### Zadania pisemne
1. Skąd pochodzi Karol Bielecki według fragmentu o lekcjach wf?
2. Wyodrębnij dosłownie z fragmentu o lekcjach wf część zaczynającą się od „Po tym, jak” i kończącą na „w naszych szkołach.”.

### Fragment tekstu
•••••

Po tym, jak polscy sportowcy odnieśli klęskę na Igrzyskach Olimpijskich w Paryżu, na nowo rozgorzała dyskusja o tym, co jest nie tak z lekcjami wf w naszych szkołach.
– Pochodzę z Sandomierza i za moich czasów nie było tam wiele do roboty. Mój talent dostrzegł szkolny nauczyciel wf, który wierzył we mnie bardziej niż ja sam, widział moje predyspozycje do gry w piłkę ręczną i… zagroził mi w ósmej klasie, że dostanę jedynkę, jak nie wezmę się za trening – opowiadał kiedyś na spotkaniu ze studentami Karol Bielecki, wielokrotny reprezentant Polski w piłce ręcznej.

•••••

### Lista pozycji
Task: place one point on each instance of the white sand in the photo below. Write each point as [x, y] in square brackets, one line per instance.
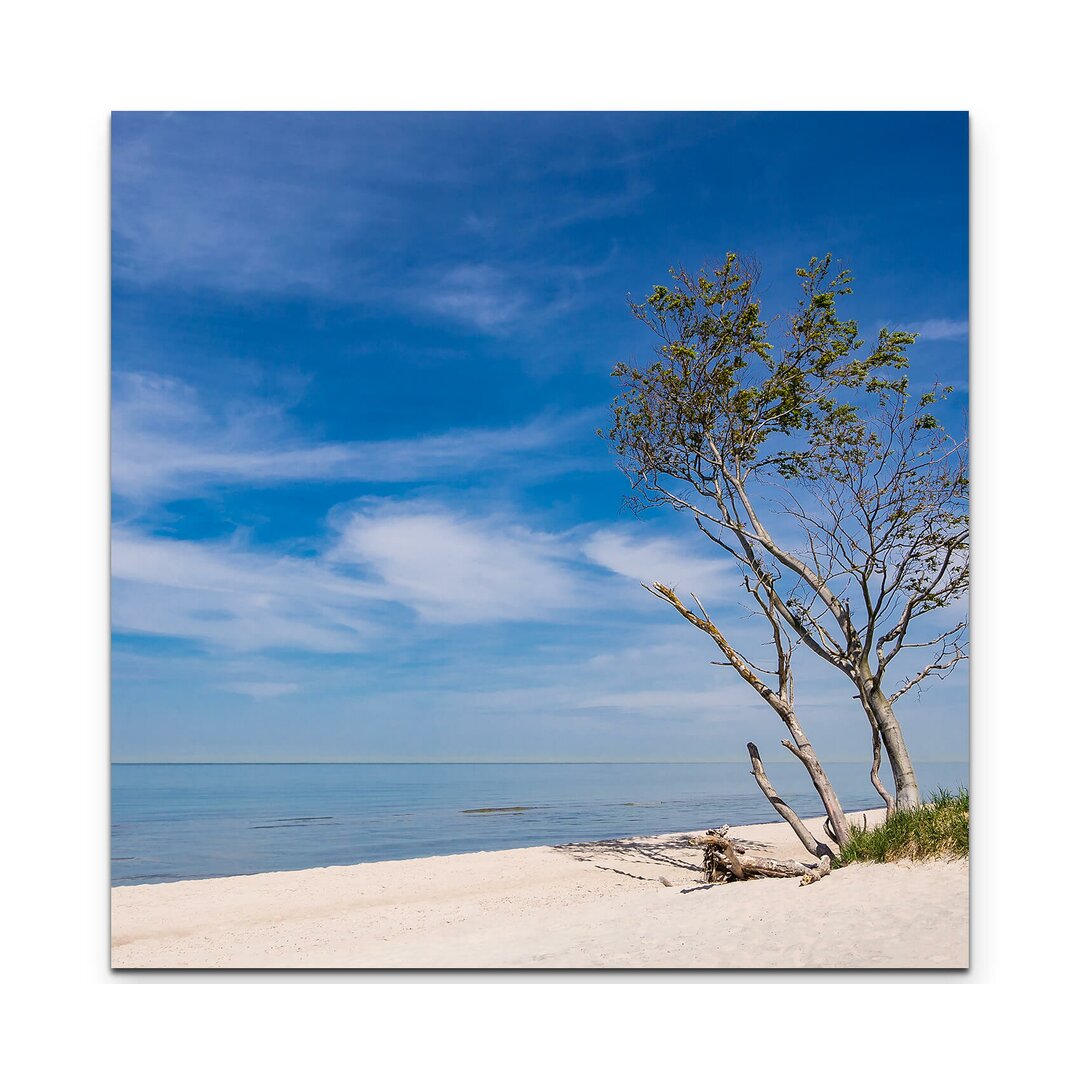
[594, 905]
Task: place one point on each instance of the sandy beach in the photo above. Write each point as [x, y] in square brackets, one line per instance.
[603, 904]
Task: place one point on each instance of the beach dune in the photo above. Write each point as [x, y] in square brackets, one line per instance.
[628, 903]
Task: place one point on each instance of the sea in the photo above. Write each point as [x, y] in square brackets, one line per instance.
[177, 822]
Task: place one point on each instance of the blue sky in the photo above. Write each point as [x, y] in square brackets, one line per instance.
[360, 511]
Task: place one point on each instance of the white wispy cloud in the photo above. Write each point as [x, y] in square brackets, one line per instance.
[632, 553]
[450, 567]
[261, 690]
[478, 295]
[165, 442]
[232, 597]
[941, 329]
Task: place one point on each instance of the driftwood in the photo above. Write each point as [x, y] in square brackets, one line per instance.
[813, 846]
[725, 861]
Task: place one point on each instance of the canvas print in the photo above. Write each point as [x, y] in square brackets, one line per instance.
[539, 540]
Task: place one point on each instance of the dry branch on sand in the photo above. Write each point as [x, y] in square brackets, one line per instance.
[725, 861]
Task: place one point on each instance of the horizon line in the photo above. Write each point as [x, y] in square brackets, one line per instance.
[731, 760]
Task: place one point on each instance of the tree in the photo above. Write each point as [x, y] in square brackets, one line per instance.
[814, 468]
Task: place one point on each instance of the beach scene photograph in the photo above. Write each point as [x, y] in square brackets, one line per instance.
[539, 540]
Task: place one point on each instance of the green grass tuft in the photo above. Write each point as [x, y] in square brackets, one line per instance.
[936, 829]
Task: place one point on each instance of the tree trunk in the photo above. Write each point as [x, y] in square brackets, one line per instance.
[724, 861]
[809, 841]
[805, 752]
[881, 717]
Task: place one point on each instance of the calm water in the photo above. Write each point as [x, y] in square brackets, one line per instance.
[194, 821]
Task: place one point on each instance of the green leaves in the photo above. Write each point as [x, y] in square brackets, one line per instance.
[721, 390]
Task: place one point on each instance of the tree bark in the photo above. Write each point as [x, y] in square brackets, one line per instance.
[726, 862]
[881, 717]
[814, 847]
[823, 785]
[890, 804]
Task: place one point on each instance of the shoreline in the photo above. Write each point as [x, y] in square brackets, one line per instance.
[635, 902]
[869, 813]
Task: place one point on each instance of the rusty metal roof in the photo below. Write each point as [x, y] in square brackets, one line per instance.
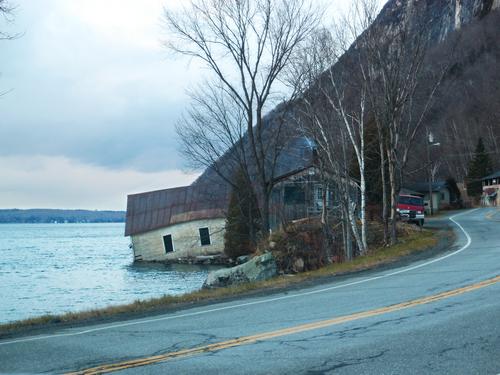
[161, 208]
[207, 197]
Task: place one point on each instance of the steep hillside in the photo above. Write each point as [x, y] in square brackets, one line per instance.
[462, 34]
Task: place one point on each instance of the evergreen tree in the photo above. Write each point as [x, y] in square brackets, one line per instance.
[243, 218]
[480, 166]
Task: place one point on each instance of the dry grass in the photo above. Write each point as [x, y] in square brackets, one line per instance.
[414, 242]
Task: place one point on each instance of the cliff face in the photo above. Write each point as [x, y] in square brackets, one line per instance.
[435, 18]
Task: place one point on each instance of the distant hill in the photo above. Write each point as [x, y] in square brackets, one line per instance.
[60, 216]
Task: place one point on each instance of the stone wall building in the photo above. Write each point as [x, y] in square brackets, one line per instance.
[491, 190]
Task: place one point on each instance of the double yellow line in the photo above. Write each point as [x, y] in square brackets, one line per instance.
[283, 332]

•••••

### Odpowiedzi
1. Z Sandomierza.

2.
Po tym, jak polscy sportowcy odnieśli klęskę na Igrzyskach Olimpijskich w Paryżu, na nowo rozgorzała dyskusja o tym, co jest nie tak z lekcjami wf w naszych szkołach.